→ Required work:
(a) In the passage on HMRC and local business data, what body decided contentious cases of fact?
(b) Rewrite the part of the passage on HMRC and local business data starting at "At one time, I" and ending at "conversations and negotiations.", replacing "Inspectors" with "Officers".
(c) Carry on the passage on HMRC and local business data after its final sentence.

→ Text provided:
-- Opening Marker --
One of the key weapons HMRC had to hand were unpublished statistics covering numerous business types. Over time we got to understand something of what they 'knew' and had ways to push back against gross margin estimates, pricing data and so on. We could do this because we collected our own data on local business types from actual results we collated and could normalise the data and patterns we saw across thousands of businesses.

At one time, I contemplated seeking to aggregate what we knew with data from other local practitioners but that was a step too far - and not for the privacy reasons one might think of today. Their data was mostly poor quality so it made no sense for us to give away a significant competitive advantage.

HMRC for its part only had national data which of course did not take account of regional or local differences. Some HMIT Inspectors were aware of this and got pretty good at doing their own homework, which of course was based upon much larger data sets than we could muster. That made for interesting conversations and negotiations.

Part of the reason the conversations were interesting was because at the time HMIT was hobbled from being able to share the data it held. We on the other hand were free to do so. That in turn meant we always had the potential of a winning hand. This was especially true if HMIT threatened a hearing in front of the General Commissioners for tax - the body who would decide contentious cases of fact. More often than not. we were able to take the fight to HMIT, arguing our client's right to be heard before GC on fact based issues where we knew were on solid ground.

An example might be gross margins on beer sales. We knew pretty accurately what publicans should be making in our region so that when HMRC came back claiming it should be higher, we could often produce evidence to the contrary. You only need to know the price of a pint in London compared to the regions and shires in order to understand how we were able to win. In worst case scenarios, we were always able to mitigate the damage.

Another example might be local Post Office retail margins on non-post office goods sold. (Yes - those were the days.)  In fact, our data was often so good (or rather compelling), that we mostly left HMRC looking for crumbs.

Guess what? We looked like heroes in the eyes of our clients when in reality we were merely following the numbers and constructing arguments accordingly. Today, I suspect we'd be hailed as 'data scientists' in the popular press when in fact we were business data analysts.
-- Closing Marker --
→ Dataset excerpt:
-- Opening Marker --
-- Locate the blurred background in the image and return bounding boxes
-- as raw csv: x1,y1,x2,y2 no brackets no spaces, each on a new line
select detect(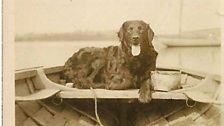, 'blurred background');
15,0,223,74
-- Closing Marker --
→ Expected responses:
(a) The General Commissioners for tax.

(b)
At one time, I contemplated seeking to aggregate what we knew with data from other local practitioners but that was a step too far - and not for the privacy reasons one might think of today. Their data was mostly poor quality so it made no sense for us to give away a significant competitive advantage.

HMRC for its part only had national data which of course did not take account of regional or local differences. Some HMIT Officers were aware of this and got pretty good at doing their own homework, which of course was based upon much larger data sets than we could muster. That made for interesting conversations and negotiations.

(c)
Fast forward to 2014, and as The Guardian correctly states:

Ross Anderson, a professor of security engineering at Cambridge University, said the information could be highly useful to credit rating agencies, advertisers, and retailers wanting to practise price discrimination.

If I was a tax practitioner today, I'd welcome HMRC sharing data just to find out how accurate their results really are and probe the basis of analysis.

I'd want to see what benchmarks they apply so that I could tweak my client facing models. I'd be delighted to learn how they assemble stats and what they mean. Why?

Because HMRC has a much larger pool of data from which to draw than I could ever have at my disposal. More importantly, the tools available today are much more capable and sophisticated than the relatively crude databases and statistical compute tools we had 20-30 years ago.

Anyone who thinks that the side issue of privacy is going to stop HMRC and other state agencies from collecting and using the data is not in the words of David Davis MP 'borderline insane.' Those same loud mouths are out with the bloody fairies and doing their constituents a massive dis-service.

What's more, if such data was available then it would force the current crop of cloud accounting vendors to unlock their databases, a topic upon which most of them have fought shy in the last few years, often using the shield of privacy as part of what I believe is a poorly constructed argument.

Absent of the private providers getting on the data train, government will (if it already doesn't) have powerful weapons with which to make cases that would have been almost inconceivable back in my day. Anyone who thinks that's a good idea in what would almost certainly be an incredibly uneven contest needs their heads testing.